◆ 抜粋
<<<<

前回のブログでは,相続法の改正で新たに導入された「特別寄与料」の制度について簡単に説明しました。
私が名古屋で弁護士をしていて,お客様からのご相談でもこの制度について触れられることが多いので,今回も取り上げてみたいと思います。

今回は,これまでも遺産分割の制度として認められてきた「寄与分」と,新たに導入された「特別寄与料」の違いという視点から,説明してみたいと思います。
(以下では,「寄与分」の制度を「前者」,「特別寄与料」の制度を「後者」と呼ぶことにします)

両者の違いは,なんといっても,前者が被相続人の財産形成に寄与してきた共同相続人にのみ認められてきた権利であるのに対し,後者が共同相続人以外の親族にも認められた権利であるということです。
たとえば,亡くなった方の息子の奥さんが,介護等で生前の面倒を看てきたというケースは多く見られますが,その奥さんは共同相続人ではないため,前者の制度では考慮することができませんでした。
しかし,後者の制度では,奥さんは親族にあたるため,その貢献に応じた権利が認められるということになります。

両者の条文の違いも見てみましょう。

>>>>

◆ 課題の要件
(A) 寄与分と特別寄与料に関する抜粋のうち、「両者の違いは,なんといっても」と「両者の条文の違いも見てみましょう。」の間を、両端の語句も含めて一字一句そのまま書き写してください。
(B) 寄与分と特別寄与料に関する抜粋から「両者の違いは,なんといっても」で始まる段落を取り上げ、主な事実を残したまま箇条書きに書き直してください。

◆ データ
<<<<

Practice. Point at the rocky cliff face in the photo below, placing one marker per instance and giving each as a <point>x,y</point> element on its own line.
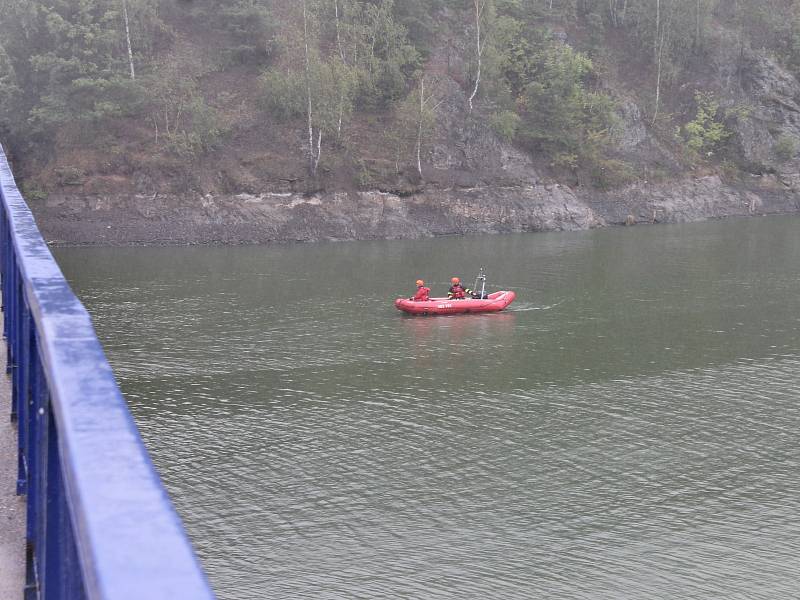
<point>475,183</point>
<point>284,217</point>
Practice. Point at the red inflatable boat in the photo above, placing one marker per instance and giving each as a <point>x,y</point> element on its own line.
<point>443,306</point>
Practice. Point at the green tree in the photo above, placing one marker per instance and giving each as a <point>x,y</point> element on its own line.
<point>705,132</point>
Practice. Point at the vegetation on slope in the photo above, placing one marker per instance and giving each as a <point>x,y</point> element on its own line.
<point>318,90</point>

>>>>

◆ 課題の解答
(A)
両者の違いは,なんといっても,前者が被相続人の財産形成に寄与してきた共同相続人にのみ認められてきた権利であるのに対し,後者が共同相続人以外の親族にも認められた権利であるということです。
たとえば,亡くなった方の息子の奥さんが,介護等で生前の面倒を看てきたというケースは多く見られますが,その奥さんは共同相続人ではないため,前者の制度では考慮することができませんでした。
しかし,後者の制度では,奥さんは親族にあたるため,その貢献に応じた権利が認められるということになります。

両者の条文の違いも見てみましょう。

(B)
- 寄与分:被相続人の財産形成に寄与してきた共同相続人にのみ認められてきた権利である。
- 特別寄与料:共同相続人以外の親族にも認められた権利である。
- 例:亡くなった方の息子の奥さんが介護等で生前の面倒を看てきた場合、奥さんは共同相続人ではないため、寄与分の制度では考慮できなかった。
- 特別寄与料の制度では、奥さんは親族にあたるため、その貢献に応じた権利が認められる。